[Text provided]
Wednesday, November 11, 2015

Do Not Be Alarmed!


Stones at the base of the "Wailing Wall" at the site of the former Jerusalem Temple

Without doubt the political season amplifies the alarm that seems to spread as epidemic contagion. From conjuring up imaginary attacks on Christianity in holiday greeting to the terrorist violence of Islamic extremism, alarms are sounding in the newspapers and newscasts, on internet social media and opinion columns, in the debates and campaigns of presidential candidates. At least those of us who aspire to follow Jesus Christ are in dire need of the word he spoke to his disciples in Mark 13:7, “Do not be alarmed!”
This counter-cultural word comes to us in a timely fashion in the Gospel reading suggested by the Revised Common Lectionary for this coming Sunday, November 15, 2015 – Mark 13:1-8. This compact vignette is a window into how our distorted perspectives rob us of joy and cripple our spirits.

[Prompt a] Decide whether each statement agrees with the post, and answer yes or no for each, quoting the words of the post that decide it. (i) The Gospel reading suggested for Sunday, November 15, 2015 is Mark 13:1-8. (ii) The photo caption describes stones at the top of the "Wailing Wall." (iii) In Mark 13:7, Jesus speaks the words "Do not be alarmed!" to the crowds.

[Data for this task]
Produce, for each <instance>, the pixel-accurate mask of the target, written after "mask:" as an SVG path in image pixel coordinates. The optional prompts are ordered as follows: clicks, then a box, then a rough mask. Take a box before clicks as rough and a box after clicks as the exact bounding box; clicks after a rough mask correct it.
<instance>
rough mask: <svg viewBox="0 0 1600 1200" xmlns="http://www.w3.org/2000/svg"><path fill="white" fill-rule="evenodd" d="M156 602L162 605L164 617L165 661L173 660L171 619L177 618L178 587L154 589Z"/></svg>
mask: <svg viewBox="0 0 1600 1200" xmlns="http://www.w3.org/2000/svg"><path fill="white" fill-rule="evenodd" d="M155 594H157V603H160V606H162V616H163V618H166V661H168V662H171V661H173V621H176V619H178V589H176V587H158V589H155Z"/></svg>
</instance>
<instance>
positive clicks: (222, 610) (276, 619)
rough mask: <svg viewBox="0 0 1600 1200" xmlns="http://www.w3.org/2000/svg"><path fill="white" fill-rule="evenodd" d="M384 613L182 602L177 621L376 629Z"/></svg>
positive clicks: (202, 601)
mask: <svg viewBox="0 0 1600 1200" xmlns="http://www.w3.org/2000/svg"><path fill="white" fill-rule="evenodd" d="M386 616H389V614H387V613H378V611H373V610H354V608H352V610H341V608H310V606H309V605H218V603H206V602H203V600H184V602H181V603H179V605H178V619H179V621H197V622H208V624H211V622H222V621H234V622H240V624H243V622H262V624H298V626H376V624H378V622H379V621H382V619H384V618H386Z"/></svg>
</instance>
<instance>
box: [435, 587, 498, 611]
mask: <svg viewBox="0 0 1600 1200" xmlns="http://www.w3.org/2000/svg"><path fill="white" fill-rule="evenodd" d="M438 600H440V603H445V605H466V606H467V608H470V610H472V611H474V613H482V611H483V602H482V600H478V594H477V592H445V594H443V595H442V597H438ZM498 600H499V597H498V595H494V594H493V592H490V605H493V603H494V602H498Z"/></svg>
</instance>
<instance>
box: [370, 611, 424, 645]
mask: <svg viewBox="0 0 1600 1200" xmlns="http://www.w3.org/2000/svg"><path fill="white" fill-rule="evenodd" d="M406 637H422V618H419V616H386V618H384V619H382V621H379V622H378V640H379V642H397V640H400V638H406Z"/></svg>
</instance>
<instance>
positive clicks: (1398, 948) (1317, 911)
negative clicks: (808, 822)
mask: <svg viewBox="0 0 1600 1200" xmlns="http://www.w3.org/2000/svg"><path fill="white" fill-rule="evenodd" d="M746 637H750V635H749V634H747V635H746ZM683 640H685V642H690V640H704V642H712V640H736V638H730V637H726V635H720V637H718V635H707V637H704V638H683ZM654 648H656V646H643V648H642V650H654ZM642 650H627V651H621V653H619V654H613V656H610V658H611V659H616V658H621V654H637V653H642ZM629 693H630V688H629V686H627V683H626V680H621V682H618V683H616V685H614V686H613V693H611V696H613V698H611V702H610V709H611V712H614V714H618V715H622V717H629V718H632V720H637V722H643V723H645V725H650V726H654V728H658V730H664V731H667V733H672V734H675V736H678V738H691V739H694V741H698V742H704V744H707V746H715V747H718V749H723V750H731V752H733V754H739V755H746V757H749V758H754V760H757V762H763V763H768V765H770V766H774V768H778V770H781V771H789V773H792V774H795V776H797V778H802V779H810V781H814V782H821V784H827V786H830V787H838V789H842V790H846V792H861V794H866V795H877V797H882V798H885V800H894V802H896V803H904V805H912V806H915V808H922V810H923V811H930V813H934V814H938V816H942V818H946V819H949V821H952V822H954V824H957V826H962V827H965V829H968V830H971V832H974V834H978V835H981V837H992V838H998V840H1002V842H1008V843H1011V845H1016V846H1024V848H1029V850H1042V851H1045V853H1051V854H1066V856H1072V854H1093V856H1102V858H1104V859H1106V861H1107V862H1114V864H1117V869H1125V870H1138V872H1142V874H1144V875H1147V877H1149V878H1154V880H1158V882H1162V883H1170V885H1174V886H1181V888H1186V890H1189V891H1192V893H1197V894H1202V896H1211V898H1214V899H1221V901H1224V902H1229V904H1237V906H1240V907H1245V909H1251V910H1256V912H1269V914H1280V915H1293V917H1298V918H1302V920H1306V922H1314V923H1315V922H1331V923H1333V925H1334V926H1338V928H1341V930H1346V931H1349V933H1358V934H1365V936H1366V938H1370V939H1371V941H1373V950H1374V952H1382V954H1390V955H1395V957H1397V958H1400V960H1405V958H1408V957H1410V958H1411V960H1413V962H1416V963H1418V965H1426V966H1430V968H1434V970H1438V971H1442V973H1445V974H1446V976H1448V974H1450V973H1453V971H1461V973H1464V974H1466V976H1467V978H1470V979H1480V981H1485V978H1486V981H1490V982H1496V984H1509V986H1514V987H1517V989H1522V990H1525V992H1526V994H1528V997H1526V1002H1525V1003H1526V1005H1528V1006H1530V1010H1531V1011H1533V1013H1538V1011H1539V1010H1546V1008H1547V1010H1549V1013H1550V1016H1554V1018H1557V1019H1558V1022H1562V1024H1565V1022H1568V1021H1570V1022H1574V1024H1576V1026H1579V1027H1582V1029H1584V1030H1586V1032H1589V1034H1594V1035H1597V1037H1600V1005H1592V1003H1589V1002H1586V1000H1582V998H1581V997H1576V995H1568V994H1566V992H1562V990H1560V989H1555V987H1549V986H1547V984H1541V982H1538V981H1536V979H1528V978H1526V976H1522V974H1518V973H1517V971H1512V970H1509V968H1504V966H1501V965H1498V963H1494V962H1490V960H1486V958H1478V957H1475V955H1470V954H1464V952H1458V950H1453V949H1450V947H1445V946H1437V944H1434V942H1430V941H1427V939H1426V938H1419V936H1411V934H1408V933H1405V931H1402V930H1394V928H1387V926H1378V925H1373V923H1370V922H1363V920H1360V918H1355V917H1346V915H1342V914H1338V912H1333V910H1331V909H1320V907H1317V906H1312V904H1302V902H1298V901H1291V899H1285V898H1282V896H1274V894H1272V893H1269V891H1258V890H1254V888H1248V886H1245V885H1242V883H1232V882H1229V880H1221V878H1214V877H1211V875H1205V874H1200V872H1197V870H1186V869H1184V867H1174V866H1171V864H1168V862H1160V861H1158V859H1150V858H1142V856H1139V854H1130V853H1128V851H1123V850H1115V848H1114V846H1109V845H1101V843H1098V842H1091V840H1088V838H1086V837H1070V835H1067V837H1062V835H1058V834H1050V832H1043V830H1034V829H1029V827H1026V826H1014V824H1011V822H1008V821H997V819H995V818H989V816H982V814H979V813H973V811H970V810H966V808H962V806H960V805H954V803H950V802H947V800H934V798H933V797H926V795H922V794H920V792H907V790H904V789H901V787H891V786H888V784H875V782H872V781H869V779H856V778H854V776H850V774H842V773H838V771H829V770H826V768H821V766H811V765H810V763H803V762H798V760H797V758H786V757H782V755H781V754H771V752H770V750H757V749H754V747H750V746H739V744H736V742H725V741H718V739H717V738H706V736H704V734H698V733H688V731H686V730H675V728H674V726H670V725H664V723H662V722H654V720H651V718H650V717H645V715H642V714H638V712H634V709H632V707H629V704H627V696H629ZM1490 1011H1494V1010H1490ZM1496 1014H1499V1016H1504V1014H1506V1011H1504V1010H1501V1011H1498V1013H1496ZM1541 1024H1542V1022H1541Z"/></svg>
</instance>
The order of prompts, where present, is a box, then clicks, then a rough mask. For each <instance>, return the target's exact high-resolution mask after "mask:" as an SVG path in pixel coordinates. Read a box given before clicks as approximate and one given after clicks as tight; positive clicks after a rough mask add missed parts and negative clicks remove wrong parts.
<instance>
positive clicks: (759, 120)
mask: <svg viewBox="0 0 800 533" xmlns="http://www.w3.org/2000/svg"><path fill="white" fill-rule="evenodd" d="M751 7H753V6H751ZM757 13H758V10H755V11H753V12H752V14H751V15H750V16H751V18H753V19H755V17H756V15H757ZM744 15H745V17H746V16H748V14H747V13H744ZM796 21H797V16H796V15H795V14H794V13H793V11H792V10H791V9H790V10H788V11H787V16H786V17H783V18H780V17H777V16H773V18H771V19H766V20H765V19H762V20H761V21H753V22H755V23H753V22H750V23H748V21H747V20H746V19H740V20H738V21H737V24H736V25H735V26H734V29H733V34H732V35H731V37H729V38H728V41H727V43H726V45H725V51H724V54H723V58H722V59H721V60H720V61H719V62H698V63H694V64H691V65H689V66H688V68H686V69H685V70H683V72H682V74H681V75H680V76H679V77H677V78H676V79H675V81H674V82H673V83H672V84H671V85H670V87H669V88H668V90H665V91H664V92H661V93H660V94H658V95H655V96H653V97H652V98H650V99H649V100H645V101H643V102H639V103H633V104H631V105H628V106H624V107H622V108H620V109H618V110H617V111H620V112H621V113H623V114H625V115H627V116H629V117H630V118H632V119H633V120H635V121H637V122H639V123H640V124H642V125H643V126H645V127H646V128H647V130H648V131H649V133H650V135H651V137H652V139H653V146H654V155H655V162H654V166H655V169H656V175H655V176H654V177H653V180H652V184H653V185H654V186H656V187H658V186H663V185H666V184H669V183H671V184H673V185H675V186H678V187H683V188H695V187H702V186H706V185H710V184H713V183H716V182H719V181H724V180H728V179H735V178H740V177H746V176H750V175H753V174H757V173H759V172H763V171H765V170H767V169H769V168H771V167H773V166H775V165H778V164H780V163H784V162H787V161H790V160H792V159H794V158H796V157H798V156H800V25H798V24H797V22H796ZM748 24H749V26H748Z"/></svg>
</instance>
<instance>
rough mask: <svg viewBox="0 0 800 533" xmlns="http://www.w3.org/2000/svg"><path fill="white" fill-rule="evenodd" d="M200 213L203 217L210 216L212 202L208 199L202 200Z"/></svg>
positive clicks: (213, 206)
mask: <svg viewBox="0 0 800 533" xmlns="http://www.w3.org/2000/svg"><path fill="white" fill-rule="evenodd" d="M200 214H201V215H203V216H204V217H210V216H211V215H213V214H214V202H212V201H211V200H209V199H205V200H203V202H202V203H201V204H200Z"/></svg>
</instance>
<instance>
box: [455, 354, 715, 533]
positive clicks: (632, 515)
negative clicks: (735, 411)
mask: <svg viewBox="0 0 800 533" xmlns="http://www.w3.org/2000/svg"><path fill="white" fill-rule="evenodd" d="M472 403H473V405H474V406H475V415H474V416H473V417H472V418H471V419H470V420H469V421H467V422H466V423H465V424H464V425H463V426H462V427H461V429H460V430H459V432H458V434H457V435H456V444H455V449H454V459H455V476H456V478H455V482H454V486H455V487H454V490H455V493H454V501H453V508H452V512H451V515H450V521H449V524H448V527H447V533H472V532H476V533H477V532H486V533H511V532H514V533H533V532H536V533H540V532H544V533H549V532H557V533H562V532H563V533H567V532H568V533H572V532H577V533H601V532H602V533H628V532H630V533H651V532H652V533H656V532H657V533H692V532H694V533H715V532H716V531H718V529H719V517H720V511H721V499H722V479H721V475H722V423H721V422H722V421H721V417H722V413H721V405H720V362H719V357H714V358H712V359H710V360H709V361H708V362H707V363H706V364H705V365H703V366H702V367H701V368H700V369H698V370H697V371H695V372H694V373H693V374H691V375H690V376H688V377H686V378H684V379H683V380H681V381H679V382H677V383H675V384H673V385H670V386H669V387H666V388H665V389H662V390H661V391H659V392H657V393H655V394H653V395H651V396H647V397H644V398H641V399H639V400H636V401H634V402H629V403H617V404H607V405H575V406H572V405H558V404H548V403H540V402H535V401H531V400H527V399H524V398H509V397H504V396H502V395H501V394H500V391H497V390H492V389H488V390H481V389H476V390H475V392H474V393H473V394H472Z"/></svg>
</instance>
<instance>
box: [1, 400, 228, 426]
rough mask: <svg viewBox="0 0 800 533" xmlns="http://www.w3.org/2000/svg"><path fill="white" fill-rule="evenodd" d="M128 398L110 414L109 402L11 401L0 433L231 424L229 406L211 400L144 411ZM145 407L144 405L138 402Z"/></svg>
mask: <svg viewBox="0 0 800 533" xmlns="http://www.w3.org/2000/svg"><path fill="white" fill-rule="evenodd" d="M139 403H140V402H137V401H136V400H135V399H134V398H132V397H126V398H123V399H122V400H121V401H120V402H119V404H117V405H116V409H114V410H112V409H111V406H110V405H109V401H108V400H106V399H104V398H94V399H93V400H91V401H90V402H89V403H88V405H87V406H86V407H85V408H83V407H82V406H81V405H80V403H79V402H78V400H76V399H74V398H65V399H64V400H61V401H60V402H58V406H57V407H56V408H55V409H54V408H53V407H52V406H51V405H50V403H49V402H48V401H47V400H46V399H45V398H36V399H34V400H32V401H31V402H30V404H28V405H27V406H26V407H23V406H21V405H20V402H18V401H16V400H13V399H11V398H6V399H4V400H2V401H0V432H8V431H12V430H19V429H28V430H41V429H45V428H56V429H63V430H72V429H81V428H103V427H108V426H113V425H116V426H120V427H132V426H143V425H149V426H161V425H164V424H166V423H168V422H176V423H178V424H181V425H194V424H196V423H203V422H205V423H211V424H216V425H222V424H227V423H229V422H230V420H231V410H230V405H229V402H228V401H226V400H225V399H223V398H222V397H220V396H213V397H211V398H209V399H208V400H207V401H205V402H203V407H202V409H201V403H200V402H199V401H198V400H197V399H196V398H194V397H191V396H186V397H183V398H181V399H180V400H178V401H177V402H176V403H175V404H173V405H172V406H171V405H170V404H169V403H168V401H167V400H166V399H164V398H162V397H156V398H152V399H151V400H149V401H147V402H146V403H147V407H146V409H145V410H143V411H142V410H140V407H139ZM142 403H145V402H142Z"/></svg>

[Prompt b] Copy out every line of the records that contains the string "exact", treating uppercase and lowercase as different.

[Task solution a]
(i) Yes: "the Gospel reading suggested by the Revised Common Lectionary for this coming Sunday, November 15, 2015 – Mark 13:1-8"
(ii) No: "Stones at the base of the "Wailing Wall" at the site of the former Jerusalem Temple"
(iii) No: "the word he spoke to his disciples in Mark 13:7, “Do not be alarmed!”"

[Task solution b]
Produce, for each <instance>, the pixel-accurate mask of the target, written after "mask:" as an SVG path in image pixel coordinates. The optional prompts are ordered as follows: clicks, then a box, then a rough mask. Take a box before clicks as rough and a box after clicks as the exact bounding box; clicks after a rough mask correct it.
The order of prompts, where present, is a box, then clicks, then a rough mask. For each <instance>, return the target's exact high-resolution mask after "mask:" as an SVG path in pixel coordinates. Read a box given before clicks as approximate and one given after clicks as tight; positive clicks after a rough mask add missed parts and negative clicks remove wrong parts.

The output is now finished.